## EXERCISE:
Copy out the full set of records. Keep every word the same.

## SUPPLIED RECORDS:

+-------+

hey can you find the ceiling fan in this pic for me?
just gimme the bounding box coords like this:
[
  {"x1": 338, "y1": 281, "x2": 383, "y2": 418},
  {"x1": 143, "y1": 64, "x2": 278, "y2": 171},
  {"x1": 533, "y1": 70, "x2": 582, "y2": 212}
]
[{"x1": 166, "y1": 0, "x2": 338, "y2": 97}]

+-------+

## EXERCISE ANSWER:
hey can you find the ceiling fan in this pic for me?
just gimme the bounding box coords like this:
[
  {"x1": 338, "y1": 281, "x2": 383, "y2": 418},
  {"x1": 143, "y1": 64, "x2": 278, "y2": 171},
  {"x1": 533, "y1": 70, "x2": 582, "y2": 212}
]
[{"x1": 166, "y1": 0, "x2": 338, "y2": 97}]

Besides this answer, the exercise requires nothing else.